ENCARGO 1
Traduce al inglés esta oración del pasaje: "Trabajé en el INTA (Instituto Nacional de Tecnología Agropecuaria), promoviendo la autoproducción de alimentos."
ENCARGO 2
Transcribe del pasaje, sin alterar nada, desde "Acercarnos más a" hasta "jodidos que somos!" inclusive.

PASAJE DEL TEXTO
--------------------------------
Acercarnos más a la Pacha y entablar con ella una relación amorosa, es reconocernos actores y espectadores de una obra dramática que ha transitado ya por múltiples escenarios, compañías y libretos, siempre distintos pero todos ellos cuestionándonos y sacándonos de bambalinas. Somos el último orejón del tarro para la Pacha, pero, ¡bien jodidos que somos!
Tuve la suerte de haber subido a escena, guiado por plantas y Maestras, en un momento de mi vida que me sentía viajando a través de una nube de pedos. Trabajé en el INTA (Instituto Nacional de Tecnología Agropecuaria), promoviendo la autoproducción de alimentos. Los más humildes, en esa época, no tenían muchas posibilidades de comer -como siempre, bah, salvo recordadas y honrosas excepciones no casuales-. Y ahí aprendí que todas y todos estamos en la aeronave Tierra, viajando a través del tiempo desde la nada hacia la nada. Aprendí, también, que somos pasajeros y somos tripulantes, como en el Garca de Noé, y que aquí estamos rodeados de ángeles que nos cuidan, de plantas y animales.
Ana, madraza paraguaya, además de criar hijas, hijos y nietas, tenía una huerta impresionante, y había aprendido a hacer elixires florales con su abuela centenaria que solo hablaba guaraní y que nunca en su vida supo sobre la existencia de un tipo llamado Bach. Con ella y muchas otras huerteras aprendí que, si estamos, ESTAMOS, con mayúsculas y con toda nuestra presencia puesta en la obra, atraemos, invocamos y movemos hacia nosotros las plantas, los animales y las personas que precisamos para seguir viajando y aprendiendo.
--------------------------------
LÍNEAS PROPORCIONADAS
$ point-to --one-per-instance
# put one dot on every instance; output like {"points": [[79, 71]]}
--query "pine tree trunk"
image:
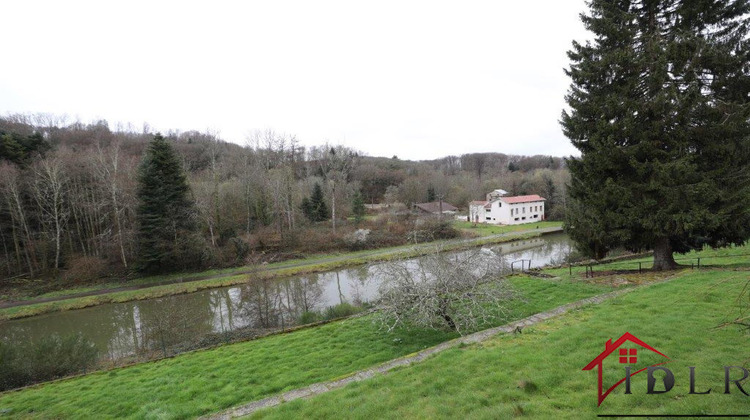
{"points": [[663, 258]]}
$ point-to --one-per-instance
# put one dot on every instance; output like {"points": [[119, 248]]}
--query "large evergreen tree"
{"points": [[166, 212], [659, 111]]}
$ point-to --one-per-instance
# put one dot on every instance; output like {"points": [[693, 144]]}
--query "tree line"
{"points": [[86, 200]]}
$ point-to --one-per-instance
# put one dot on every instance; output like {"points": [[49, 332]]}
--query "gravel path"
{"points": [[321, 387]]}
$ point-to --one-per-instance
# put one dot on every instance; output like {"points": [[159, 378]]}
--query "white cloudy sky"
{"points": [[420, 79]]}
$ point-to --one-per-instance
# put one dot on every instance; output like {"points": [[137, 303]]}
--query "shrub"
{"points": [[308, 317], [341, 310]]}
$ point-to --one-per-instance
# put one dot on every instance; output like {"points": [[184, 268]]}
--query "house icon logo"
{"points": [[625, 350]]}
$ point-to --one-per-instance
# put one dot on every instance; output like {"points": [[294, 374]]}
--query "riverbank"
{"points": [[155, 287], [206, 381], [538, 373], [212, 380]]}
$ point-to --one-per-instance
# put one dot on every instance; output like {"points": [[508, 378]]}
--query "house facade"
{"points": [[499, 209]]}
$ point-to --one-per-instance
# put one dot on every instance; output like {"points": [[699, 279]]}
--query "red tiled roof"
{"points": [[522, 199], [609, 347]]}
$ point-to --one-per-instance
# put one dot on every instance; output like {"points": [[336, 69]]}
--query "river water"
{"points": [[155, 327]]}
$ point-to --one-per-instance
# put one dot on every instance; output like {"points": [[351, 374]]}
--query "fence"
{"points": [[695, 263]]}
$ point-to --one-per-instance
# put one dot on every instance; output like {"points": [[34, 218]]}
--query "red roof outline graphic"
{"points": [[610, 347]]}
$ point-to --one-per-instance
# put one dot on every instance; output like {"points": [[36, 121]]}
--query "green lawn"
{"points": [[486, 229], [207, 381], [734, 256], [537, 374]]}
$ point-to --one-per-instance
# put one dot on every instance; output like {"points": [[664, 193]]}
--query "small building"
{"points": [[436, 207], [501, 210]]}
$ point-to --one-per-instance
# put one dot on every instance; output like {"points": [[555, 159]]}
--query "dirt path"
{"points": [[374, 254], [384, 368]]}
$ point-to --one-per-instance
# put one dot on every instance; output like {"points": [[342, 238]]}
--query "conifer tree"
{"points": [[166, 212], [659, 111], [431, 195], [314, 208], [358, 207]]}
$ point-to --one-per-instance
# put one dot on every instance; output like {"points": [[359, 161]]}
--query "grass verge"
{"points": [[537, 374], [211, 380]]}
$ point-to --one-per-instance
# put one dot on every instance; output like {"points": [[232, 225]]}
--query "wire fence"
{"points": [[695, 263]]}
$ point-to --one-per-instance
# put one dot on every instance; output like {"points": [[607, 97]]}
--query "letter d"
{"points": [[668, 380]]}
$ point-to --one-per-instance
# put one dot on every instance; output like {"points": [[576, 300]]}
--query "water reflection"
{"points": [[156, 327]]}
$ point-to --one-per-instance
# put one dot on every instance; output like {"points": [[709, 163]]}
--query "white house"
{"points": [[501, 210]]}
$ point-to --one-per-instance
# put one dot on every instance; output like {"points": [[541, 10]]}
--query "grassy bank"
{"points": [[231, 277], [206, 381], [537, 374]]}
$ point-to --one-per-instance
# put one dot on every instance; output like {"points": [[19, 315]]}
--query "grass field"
{"points": [[537, 374], [206, 381]]}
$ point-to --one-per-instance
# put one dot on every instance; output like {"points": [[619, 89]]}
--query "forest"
{"points": [[69, 197]]}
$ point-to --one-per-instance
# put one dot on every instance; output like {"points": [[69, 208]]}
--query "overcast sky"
{"points": [[418, 79]]}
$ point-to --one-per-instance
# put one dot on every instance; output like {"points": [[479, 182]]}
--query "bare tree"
{"points": [[11, 189], [49, 193], [108, 171], [458, 292], [335, 166]]}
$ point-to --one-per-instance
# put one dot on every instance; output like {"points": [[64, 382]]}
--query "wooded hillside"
{"points": [[68, 197]]}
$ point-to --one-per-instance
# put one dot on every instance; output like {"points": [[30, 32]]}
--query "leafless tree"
{"points": [[49, 193], [458, 292]]}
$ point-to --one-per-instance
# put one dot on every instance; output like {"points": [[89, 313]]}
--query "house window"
{"points": [[633, 356]]}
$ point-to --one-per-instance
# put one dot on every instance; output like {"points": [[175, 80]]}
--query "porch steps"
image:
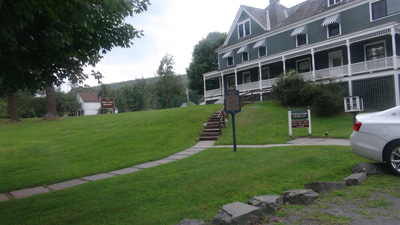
{"points": [[213, 128]]}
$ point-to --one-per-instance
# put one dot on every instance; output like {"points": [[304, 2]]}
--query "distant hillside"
{"points": [[118, 85]]}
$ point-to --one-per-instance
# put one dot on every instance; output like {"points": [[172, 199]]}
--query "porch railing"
{"points": [[214, 92], [248, 86], [372, 65], [331, 72], [268, 83]]}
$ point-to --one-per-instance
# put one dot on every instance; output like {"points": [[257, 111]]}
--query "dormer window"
{"points": [[244, 29], [332, 2], [301, 35], [229, 58], [384, 8], [333, 26]]}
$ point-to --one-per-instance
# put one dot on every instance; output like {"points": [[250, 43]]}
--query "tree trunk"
{"points": [[51, 102], [12, 107]]}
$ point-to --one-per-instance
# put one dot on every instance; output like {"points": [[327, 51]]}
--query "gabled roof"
{"points": [[277, 16], [89, 96]]}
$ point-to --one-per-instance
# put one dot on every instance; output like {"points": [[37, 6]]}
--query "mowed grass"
{"points": [[267, 123], [195, 187], [36, 152]]}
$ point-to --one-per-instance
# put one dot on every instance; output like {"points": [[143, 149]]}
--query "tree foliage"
{"points": [[168, 87], [47, 41], [204, 59]]}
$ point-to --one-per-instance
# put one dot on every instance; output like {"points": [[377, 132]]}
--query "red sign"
{"points": [[300, 123], [107, 103]]}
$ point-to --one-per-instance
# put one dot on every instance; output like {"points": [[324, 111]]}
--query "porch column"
{"points": [[235, 78], [222, 83], [284, 64], [348, 57], [205, 91], [260, 74], [395, 66], [350, 88], [313, 63]]}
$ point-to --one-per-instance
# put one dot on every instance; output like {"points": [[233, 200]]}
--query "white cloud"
{"points": [[174, 27]]}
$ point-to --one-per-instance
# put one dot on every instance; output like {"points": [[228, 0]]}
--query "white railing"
{"points": [[268, 83], [339, 71], [248, 86], [372, 65], [307, 76], [214, 92], [398, 61]]}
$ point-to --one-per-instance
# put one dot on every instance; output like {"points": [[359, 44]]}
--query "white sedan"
{"points": [[376, 136]]}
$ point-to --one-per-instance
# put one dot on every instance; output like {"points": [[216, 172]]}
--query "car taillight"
{"points": [[357, 126]]}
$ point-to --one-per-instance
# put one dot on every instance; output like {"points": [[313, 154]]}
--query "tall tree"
{"points": [[167, 86], [204, 59], [47, 41]]}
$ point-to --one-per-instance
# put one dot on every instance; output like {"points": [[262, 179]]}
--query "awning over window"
{"points": [[299, 30], [259, 44], [243, 49], [331, 20], [228, 54]]}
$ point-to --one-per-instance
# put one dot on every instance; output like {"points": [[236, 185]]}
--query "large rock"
{"points": [[267, 203], [325, 187], [355, 179], [237, 213], [191, 222], [300, 197], [369, 168]]}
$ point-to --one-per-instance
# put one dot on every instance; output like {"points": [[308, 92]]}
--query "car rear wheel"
{"points": [[392, 158]]}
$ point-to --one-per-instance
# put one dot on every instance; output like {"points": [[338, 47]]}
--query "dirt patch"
{"points": [[378, 208]]}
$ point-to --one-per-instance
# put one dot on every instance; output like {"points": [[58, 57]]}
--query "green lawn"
{"points": [[267, 123], [195, 187], [36, 152]]}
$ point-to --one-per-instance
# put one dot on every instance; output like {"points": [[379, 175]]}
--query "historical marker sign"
{"points": [[107, 103], [232, 101]]}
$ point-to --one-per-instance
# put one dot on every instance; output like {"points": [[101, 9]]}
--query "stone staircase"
{"points": [[213, 127]]}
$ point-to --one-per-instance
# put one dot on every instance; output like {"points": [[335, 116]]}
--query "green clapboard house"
{"points": [[357, 42]]}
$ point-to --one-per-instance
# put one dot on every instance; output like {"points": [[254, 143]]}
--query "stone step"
{"points": [[210, 138], [210, 134]]}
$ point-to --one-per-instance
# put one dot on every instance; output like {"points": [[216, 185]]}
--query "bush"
{"points": [[325, 98]]}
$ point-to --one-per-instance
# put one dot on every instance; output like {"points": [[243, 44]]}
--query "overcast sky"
{"points": [[174, 27]]}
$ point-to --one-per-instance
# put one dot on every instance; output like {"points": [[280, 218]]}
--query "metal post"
{"points": [[234, 132], [290, 122]]}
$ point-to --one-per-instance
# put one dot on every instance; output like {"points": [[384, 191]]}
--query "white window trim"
{"points": [[371, 19], [244, 28], [336, 2], [374, 43], [297, 40], [340, 31], [303, 59], [248, 57], [227, 80], [331, 55], [227, 61], [269, 74], [243, 75]]}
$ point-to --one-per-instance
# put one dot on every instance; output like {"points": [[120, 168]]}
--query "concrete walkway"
{"points": [[201, 146]]}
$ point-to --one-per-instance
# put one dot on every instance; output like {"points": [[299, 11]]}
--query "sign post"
{"points": [[299, 119], [232, 106]]}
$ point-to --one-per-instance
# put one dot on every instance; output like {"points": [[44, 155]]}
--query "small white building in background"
{"points": [[90, 103]]}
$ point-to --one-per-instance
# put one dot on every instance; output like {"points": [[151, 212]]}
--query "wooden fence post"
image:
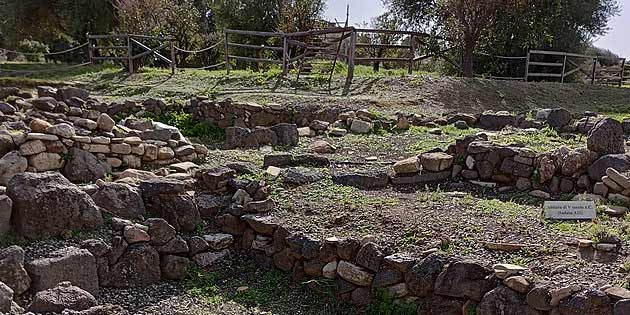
{"points": [[623, 69], [285, 56], [227, 53], [527, 66], [564, 66], [129, 55], [351, 57], [173, 63], [412, 53], [90, 47]]}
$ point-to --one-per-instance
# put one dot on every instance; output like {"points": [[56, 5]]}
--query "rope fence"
{"points": [[200, 50], [45, 54]]}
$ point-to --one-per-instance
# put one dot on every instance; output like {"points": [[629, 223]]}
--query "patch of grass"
{"points": [[327, 192], [203, 285], [411, 237], [270, 287], [384, 304], [425, 142]]}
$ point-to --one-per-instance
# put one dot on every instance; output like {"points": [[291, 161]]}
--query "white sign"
{"points": [[570, 210]]}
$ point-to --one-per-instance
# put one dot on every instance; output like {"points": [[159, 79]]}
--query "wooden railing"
{"points": [[559, 65], [123, 48]]}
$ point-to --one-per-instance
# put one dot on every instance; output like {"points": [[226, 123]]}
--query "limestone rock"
{"points": [[361, 127], [160, 231], [6, 298], [47, 204], [12, 272], [354, 274], [502, 300], [105, 123], [619, 162], [72, 264], [436, 162], [46, 161], [138, 266], [84, 167], [421, 277], [6, 208], [408, 166], [121, 200], [606, 137], [10, 165], [175, 267], [205, 260], [463, 279]]}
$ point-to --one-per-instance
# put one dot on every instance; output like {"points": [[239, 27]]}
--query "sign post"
{"points": [[569, 210]]}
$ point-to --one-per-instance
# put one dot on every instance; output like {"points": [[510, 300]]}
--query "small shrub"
{"points": [[202, 285]]}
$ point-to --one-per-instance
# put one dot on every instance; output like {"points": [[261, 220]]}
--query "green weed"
{"points": [[384, 304]]}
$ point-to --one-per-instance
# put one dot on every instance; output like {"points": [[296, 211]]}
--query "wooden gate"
{"points": [[559, 65], [120, 48]]}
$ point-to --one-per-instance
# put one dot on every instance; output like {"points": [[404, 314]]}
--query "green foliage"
{"points": [[189, 127], [508, 28], [268, 288], [384, 304]]}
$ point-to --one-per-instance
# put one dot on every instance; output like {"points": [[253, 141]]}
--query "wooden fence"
{"points": [[121, 48]]}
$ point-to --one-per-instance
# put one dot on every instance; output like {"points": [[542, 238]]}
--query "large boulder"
{"points": [[10, 165], [47, 104], [363, 179], [287, 134], [138, 266], [121, 200], [6, 298], [589, 302], [619, 162], [61, 297], [167, 199], [464, 279], [606, 137], [503, 300], [6, 207], [47, 204], [6, 143], [421, 277], [84, 167], [78, 266], [12, 272]]}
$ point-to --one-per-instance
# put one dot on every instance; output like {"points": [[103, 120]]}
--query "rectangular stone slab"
{"points": [[569, 210]]}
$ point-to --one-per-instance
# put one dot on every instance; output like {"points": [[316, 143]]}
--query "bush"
{"points": [[33, 47]]}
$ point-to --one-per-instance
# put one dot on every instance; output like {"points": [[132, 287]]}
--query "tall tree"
{"points": [[508, 27]]}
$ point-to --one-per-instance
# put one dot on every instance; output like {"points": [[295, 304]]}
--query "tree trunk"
{"points": [[468, 57]]}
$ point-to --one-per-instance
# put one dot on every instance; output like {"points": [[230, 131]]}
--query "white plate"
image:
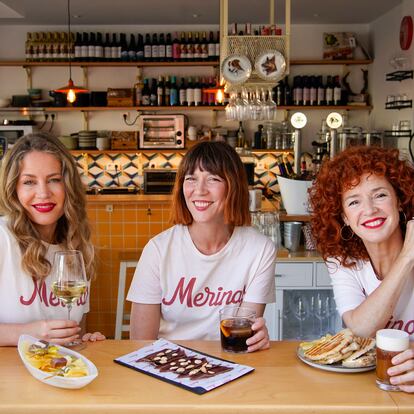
{"points": [[270, 65], [62, 382], [236, 68], [333, 367]]}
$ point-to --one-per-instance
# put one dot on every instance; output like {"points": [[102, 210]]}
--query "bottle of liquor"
{"points": [[183, 93], [138, 89], [313, 91], [154, 48], [287, 92], [211, 47], [140, 48], [160, 91], [114, 48], [99, 48], [168, 48], [190, 92], [174, 92], [197, 92], [161, 48], [329, 91], [132, 49], [217, 57], [190, 47], [153, 92], [146, 93], [337, 92], [306, 90], [147, 48], [183, 47], [107, 48], [320, 97], [204, 47], [176, 49], [241, 138], [167, 91], [91, 48], [85, 47], [124, 48], [196, 47]]}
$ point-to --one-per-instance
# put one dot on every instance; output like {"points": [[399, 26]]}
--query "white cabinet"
{"points": [[304, 307]]}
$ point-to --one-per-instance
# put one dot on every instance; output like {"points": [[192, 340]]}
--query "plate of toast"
{"points": [[343, 352]]}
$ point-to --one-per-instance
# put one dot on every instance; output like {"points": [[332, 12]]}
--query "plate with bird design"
{"points": [[236, 69], [270, 65]]}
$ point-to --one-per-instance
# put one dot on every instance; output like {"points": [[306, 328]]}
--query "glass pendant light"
{"points": [[70, 89]]}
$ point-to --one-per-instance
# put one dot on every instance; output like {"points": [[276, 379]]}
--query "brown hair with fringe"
{"points": [[72, 230], [342, 173], [220, 159]]}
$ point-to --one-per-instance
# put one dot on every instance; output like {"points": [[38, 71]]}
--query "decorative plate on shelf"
{"points": [[236, 68], [270, 65]]}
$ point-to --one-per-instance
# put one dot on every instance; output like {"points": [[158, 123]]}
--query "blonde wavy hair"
{"points": [[72, 231]]}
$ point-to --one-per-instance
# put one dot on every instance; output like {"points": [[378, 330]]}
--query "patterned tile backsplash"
{"points": [[96, 169]]}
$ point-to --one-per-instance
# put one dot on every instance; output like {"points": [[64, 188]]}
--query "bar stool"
{"points": [[119, 325]]}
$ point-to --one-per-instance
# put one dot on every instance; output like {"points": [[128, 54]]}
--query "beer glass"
{"points": [[390, 342], [236, 327]]}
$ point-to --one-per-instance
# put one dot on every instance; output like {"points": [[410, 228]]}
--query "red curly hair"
{"points": [[342, 173]]}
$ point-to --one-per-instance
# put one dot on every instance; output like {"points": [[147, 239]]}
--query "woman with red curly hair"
{"points": [[363, 222]]}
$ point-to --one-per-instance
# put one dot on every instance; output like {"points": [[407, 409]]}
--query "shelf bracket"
{"points": [[85, 77], [28, 70], [85, 120]]}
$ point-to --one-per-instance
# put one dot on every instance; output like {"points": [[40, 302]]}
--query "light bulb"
{"points": [[71, 96], [219, 96]]}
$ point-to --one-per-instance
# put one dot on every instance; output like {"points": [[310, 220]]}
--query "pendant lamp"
{"points": [[70, 89]]}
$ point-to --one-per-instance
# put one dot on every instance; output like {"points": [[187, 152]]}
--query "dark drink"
{"points": [[234, 333], [390, 342]]}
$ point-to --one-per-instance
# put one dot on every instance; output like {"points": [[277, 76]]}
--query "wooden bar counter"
{"points": [[281, 383]]}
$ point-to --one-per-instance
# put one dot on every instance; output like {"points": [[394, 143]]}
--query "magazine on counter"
{"points": [[184, 367]]}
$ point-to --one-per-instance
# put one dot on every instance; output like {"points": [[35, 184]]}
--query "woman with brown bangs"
{"points": [[210, 258], [43, 209], [363, 222]]}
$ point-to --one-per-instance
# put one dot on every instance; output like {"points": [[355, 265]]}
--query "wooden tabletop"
{"points": [[280, 383]]}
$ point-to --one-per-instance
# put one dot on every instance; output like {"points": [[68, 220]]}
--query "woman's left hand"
{"points": [[402, 373], [260, 340], [92, 337]]}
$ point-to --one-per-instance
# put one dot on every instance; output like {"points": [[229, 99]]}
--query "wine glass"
{"points": [[69, 280]]}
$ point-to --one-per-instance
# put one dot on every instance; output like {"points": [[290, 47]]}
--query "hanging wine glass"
{"points": [[69, 281]]}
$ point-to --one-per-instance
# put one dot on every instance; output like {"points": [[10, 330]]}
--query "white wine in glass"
{"points": [[69, 279]]}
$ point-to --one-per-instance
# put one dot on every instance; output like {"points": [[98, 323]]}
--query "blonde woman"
{"points": [[42, 205]]}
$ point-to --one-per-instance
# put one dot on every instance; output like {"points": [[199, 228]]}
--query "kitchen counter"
{"points": [[280, 383]]}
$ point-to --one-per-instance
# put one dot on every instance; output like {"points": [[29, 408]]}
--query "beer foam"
{"points": [[392, 340]]}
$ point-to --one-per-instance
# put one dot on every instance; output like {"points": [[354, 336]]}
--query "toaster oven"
{"points": [[161, 131]]}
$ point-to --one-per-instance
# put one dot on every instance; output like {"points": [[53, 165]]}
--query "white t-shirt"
{"points": [[352, 286], [23, 300], [192, 287]]}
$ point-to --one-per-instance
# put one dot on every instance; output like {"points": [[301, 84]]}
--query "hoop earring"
{"points": [[341, 233], [405, 218]]}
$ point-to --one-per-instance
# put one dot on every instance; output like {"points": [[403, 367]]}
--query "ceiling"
{"points": [[177, 12]]}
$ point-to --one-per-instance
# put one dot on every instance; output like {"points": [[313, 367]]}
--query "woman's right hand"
{"points": [[58, 331]]}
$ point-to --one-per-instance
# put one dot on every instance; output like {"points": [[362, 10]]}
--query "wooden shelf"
{"points": [[297, 62], [107, 64], [330, 107]]}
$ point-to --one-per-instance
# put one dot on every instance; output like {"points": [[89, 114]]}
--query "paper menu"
{"points": [[198, 386]]}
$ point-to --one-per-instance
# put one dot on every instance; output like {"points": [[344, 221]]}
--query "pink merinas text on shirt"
{"points": [[49, 299], [208, 297], [401, 325]]}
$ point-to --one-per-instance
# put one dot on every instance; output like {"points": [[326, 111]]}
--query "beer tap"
{"points": [[298, 120]]}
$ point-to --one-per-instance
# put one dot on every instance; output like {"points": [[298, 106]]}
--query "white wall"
{"points": [[306, 42], [385, 40]]}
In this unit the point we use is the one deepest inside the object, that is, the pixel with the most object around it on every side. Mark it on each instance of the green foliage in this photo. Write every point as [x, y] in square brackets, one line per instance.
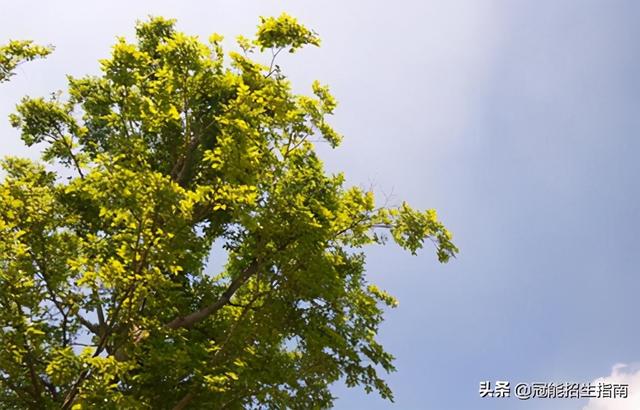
[106, 300]
[17, 52]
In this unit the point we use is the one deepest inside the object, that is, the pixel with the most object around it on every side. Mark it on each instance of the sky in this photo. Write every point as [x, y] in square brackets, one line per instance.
[516, 120]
--------------------------------
RESULTADO 1
I worked at INTA (National Institute of Agricultural Technology), promoting food self-production.

RESULTADO 2
Acercarnos más a la Pacha y entablar con ella una relación amorosa, es reconocernos actores y espectadores de una obra dramática que ha transitado ya por múltiples escenarios, compañías y libretos, siempre distintos pero todos ellos cuestionándonos y sacándonos de bambalinas. Somos el último orejón del tarro para la Pacha, pero, ¡bien jodidos que somos!